[Directions for this task]
Would you return all of this data exactly, leaving nothing out?

• • • • •

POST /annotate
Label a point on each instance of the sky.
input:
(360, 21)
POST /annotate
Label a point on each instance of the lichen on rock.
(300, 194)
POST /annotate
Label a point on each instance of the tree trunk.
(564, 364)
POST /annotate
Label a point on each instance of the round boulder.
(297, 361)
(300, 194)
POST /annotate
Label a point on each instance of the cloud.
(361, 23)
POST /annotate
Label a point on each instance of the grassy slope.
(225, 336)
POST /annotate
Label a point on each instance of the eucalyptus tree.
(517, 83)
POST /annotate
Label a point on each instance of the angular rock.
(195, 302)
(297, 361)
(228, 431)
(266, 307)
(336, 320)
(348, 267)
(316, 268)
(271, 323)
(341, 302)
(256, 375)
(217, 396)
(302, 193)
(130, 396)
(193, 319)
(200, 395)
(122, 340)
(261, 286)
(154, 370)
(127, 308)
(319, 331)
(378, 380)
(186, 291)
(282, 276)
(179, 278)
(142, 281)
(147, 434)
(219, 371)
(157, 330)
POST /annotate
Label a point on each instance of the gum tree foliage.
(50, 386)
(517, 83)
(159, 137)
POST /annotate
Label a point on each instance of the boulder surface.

• • • • •

[Exercise solution]
POST /annotate
Label a point on each instance of the sky.
input:
(360, 21)
POST /annotate
Label a point on each instance of the lichen on rock.
(300, 194)
POST /annotate
Label a point on each instance of the tree trunk.
(564, 364)
POST /annotate
Label a point on each instance of the round boulder.
(297, 361)
(300, 194)
POST /annotate
Label a point on each instance of the cloud.
(361, 23)
POST /annotate
Label a point on each instance of the grassy slope.
(225, 336)
POST /annotate
Label a point on each instance of the eucalyptus tree.
(517, 83)
POST /annotate
Label a point on each instance of the angular rock.
(195, 302)
(297, 361)
(228, 431)
(266, 307)
(336, 320)
(348, 267)
(316, 268)
(271, 323)
(341, 302)
(256, 375)
(217, 396)
(302, 193)
(130, 396)
(193, 319)
(200, 395)
(122, 340)
(261, 286)
(154, 370)
(127, 308)
(319, 331)
(378, 380)
(186, 291)
(282, 276)
(179, 278)
(142, 281)
(147, 434)
(219, 371)
(157, 330)
POST /annotate
Label a point on each instance of the gum tree foliage.
(50, 386)
(517, 83)
(159, 137)
POST /annotate
Label a point on each instance of the boulder surface.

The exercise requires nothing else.